TASK GOAL: Below are records; write all of them out exactly.

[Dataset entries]

------------------------------------

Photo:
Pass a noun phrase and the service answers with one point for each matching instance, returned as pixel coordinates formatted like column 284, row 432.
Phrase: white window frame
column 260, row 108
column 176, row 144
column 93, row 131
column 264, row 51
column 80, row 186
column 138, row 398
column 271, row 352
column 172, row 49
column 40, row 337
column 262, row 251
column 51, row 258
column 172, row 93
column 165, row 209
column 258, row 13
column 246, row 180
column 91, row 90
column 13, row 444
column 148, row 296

------------------------------------

SOLVED PROBLEM:
Photo:
Pass a noun phrase and the service answers with one point for each matching instance, returned as pixel coordinates formatted like column 284, row 432.
Phrase: white window frame
column 260, row 108
column 176, row 144
column 93, row 131
column 264, row 51
column 80, row 186
column 138, row 398
column 271, row 352
column 172, row 49
column 40, row 337
column 262, row 251
column 51, row 258
column 172, row 93
column 165, row 209
column 258, row 13
column 246, row 180
column 91, row 90
column 13, row 444
column 148, row 296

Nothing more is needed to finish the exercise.